# Problems:
1 – Summarize the Bluetooth locking email in two sentences.
2 – Answer these questions using the Bluetooth locking email.
(a) What reported the inconsistent lock usage?
(b) Besides sco_conn_del and sco_sock_timeout, which functions can also show this inconsistent lock state?
(c) According to the documentation mentioned in the reply, what is sk->sk_timer meant for?
3 – Carry on the Bluetooth locking email past its final sentence.

# Provided passage:
On Wed, Jul 21, 2021 at 2:39 AM Desmond Cheong Zhi Xi
<desmondcheongzx@gmail.com> wrote:
>
> Syzbot reported an inconsistent {SOFTIRQ-ON-W} -> {IN-SOFTIRQ-W} lock
> usage in sco_conn_del and sco_sock_timeout that could lead to
> deadlocks.
>
> This inconsistent lock state can also happen in sco_conn_ready,
> rfcomm_connect_ind, and bt_accept_enqueue.
>
> The issue is that these functions take a spin lock on the socket with
> interrupts enabled, but sco_sock_timeout takes the lock in an IRQ
> context. This could lead to deadlocks:
>
>        CPU0
>        ----
>   lock(slock-AF_BLUETOOTH-BTPROTO_SCO);
>   <Interrupt>
>     lock(slock-AF_BLUETOOTH-BTPROTO_SCO);

Having a second look at this, it does seem this is due to use of
sk->sk_timer which apparently run its callback on IRQ context, so I
wonder if wouldn't be a better idea to switch to a delayed_work to
avoid having to deal with the likes of local_bh_disable, in fact it
seems we have been misusing it since the documentation says it is for
sock cleanup not for handling things like SNDTIMEO, we don't really
use it for other socket types so I wonder when we start using
delayed_work we forgot about sco.c.

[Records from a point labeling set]
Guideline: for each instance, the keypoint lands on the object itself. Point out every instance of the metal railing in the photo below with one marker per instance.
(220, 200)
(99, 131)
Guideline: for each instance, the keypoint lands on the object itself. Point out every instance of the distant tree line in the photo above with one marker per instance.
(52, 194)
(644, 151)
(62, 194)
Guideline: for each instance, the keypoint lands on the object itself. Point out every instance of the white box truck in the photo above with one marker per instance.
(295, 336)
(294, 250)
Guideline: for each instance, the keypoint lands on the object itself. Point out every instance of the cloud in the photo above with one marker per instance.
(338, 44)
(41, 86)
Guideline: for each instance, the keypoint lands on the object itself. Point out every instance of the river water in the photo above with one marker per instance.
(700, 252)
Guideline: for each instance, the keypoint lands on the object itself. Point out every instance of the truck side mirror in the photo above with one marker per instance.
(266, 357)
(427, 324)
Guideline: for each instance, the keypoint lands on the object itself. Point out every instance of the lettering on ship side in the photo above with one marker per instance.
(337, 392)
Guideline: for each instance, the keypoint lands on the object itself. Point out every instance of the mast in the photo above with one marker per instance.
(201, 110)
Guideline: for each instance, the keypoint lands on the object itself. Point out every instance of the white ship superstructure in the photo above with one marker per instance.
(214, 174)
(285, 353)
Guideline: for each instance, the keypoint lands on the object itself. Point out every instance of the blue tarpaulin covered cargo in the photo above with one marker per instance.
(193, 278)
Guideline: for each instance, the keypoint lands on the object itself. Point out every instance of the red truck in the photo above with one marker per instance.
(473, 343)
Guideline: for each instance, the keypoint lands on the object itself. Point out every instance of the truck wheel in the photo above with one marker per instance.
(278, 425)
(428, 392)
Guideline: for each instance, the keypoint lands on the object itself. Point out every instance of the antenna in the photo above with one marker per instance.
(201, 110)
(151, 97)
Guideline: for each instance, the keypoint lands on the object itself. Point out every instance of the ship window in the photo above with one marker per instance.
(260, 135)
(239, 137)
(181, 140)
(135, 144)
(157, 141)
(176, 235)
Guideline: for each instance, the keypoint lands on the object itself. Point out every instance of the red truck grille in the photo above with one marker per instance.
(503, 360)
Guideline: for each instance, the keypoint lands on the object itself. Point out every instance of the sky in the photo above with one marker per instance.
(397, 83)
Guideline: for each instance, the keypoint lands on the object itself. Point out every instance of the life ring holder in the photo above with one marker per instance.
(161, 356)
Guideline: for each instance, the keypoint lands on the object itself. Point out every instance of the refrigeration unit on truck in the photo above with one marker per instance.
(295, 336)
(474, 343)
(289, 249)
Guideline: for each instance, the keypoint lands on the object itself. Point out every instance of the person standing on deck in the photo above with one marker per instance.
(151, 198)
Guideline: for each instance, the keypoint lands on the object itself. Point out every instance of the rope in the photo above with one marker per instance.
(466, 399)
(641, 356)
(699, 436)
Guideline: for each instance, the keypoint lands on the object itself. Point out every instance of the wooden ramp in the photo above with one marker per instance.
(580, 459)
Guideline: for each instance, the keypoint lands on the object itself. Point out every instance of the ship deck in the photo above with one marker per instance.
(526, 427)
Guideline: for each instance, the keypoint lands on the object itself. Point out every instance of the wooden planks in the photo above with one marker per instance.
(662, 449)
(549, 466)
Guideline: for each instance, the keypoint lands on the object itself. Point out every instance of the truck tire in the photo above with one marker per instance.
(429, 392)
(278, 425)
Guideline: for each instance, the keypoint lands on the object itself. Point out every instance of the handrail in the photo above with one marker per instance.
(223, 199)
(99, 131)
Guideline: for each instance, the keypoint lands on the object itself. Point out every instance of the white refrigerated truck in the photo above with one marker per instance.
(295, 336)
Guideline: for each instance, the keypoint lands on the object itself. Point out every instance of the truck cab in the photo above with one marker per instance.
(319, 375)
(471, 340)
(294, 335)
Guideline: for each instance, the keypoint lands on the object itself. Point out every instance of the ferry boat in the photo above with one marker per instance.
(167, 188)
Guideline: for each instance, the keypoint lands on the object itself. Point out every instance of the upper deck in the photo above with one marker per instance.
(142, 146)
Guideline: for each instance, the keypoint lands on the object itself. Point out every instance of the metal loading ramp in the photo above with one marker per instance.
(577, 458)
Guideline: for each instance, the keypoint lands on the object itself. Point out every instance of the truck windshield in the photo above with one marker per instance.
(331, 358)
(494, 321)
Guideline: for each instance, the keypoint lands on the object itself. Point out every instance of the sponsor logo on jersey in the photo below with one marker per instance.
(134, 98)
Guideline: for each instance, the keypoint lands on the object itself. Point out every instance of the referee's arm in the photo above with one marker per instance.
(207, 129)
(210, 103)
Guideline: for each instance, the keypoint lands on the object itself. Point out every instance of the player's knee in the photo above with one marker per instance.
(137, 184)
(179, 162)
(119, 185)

# Results for each task:
1 – Syzbot reported an inconsistent lock usage in sco_conn_del and sco_sock_timeout that could lead to deadlocks, because these functions take a spin lock on the socket with interrupts enabled while sco_sock_timeout takes the lock in an IRQ context; the same state can also happen in sco_conn_ready, rfcomm_connect_ind, and bt_accept_enqueue. The reply traces this to sk->sk_timer running its callback in IRQ context and suggests switching to a delayed_work, noting that the documentation says sk_timer is for sock cleanup, not for handling things like SNDTIMEO.

2 –
(a) Syzbot.
(b) sco_conn_ready, rfcomm_connect_ind, and bt_accept_enqueue.
(c) Sock cleanup.

3 –
>  *** DEADLOCK ***
>
> We fix this by ensuring that local bh is disabled before calling
> bh_lock_sock.
>
> After doing this, we additionally need to protect sco_conn_lock by
> disabling local bh.
>
> This is necessary because sco_conn_del makes a call to sco_chan_del
> while holding on to the sock lock, and sco_chan_del itself makes a
> call to sco_conn_lock. If sco_conn_lock is held elsewhere with
> interrupts enabled, there could still be a
> slock-AF_BLUETOOTH-BTPROTO_SCO --> &conn->lock#2 lock inversion as
> follows:
>
>         CPU0                    CPU1
>         ----                    ----
>    lock(&conn->lock#2);
>                                 local_irq_disable();
>                                 lock(slock-AF_BLUETOOTH-BTPROTO_SCO);
>                                 lock(&conn->lock#2);
>    <Interrupt>
>      lock(slock-AF_BLUETOOTH-BTPROTO_SCO);
>
>   *** DEADLOCK ***
>
> Although sco_conn_del disables local bh before calling sco_chan_del,
> we can still wrap the calls to sco_conn_lock in sco_chan_del, with
> local_bh_disable/enable as this pair of functions are reentrant.
>
> Reported-by: syzbot+2f6d7c28bb4bf7e82060@syzkaller.appspotmail.com
> Tested-by: syzbot+2f6d7c28bb4bf7e82060@syzkaller.appspotmail.com
> Signed-off-by: Desmond Cheong Zhi Xi <desmondcheongzx@gmail.com>
> ---
>  net/bluetooth/sco.c | 21 +++++++++++++++++++++
>  1 file changed, 21 insertions(+)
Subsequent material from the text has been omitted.